--- START Rows ---

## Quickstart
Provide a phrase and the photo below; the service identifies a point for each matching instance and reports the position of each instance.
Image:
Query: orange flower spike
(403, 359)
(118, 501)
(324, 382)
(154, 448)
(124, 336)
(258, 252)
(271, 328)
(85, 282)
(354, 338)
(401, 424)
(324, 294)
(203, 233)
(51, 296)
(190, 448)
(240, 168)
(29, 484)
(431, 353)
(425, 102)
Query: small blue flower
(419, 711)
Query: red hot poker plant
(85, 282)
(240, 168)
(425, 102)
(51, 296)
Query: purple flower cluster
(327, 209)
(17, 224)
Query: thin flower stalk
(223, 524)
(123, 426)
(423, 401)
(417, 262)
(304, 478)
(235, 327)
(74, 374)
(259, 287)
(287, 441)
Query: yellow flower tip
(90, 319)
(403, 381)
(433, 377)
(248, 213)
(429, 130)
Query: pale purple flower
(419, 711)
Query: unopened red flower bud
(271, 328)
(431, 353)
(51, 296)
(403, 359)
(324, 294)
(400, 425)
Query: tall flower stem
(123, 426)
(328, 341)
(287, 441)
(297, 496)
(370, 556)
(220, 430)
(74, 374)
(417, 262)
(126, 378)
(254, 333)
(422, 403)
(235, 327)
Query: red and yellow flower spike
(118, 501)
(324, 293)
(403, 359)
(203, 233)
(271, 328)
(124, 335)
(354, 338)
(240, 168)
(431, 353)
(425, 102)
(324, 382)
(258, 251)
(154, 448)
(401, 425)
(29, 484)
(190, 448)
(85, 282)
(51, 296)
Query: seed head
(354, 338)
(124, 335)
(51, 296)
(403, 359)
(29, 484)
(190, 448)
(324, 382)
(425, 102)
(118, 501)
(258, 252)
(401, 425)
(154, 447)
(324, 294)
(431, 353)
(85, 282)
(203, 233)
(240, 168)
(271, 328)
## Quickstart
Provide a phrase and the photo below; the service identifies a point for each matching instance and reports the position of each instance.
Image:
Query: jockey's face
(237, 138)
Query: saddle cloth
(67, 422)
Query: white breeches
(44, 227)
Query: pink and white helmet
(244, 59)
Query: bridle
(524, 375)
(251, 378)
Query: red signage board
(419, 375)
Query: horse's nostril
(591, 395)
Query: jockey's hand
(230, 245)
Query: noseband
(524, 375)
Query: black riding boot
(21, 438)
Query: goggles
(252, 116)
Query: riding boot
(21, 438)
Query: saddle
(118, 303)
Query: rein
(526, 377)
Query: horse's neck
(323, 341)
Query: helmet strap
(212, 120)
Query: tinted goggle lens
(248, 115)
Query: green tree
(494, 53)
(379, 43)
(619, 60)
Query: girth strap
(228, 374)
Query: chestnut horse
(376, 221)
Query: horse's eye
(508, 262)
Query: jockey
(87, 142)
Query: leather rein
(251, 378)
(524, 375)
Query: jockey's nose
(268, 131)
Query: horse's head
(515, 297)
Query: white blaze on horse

--- END Rows ---

Given exercise: Starting with the line with "Query: horse's neck" and going on through the end of the records, write those lines out again, shifting each point coordinate by -26.

Exercise result:
Query: horse's neck
(297, 315)
Query: helmet strap
(186, 94)
Query: tinted goggle lens
(222, 89)
Query: green tree
(468, 27)
(353, 17)
(593, 34)
Query: girth strap
(202, 348)
Query: chestnut horse
(350, 195)
Query: horse's eye
(482, 236)
Query: jockey
(61, 116)
Query: leather rein
(225, 352)
(498, 349)
Query: jockey's nose
(242, 105)
Query: horse's head
(489, 271)
Query: white blaze on horse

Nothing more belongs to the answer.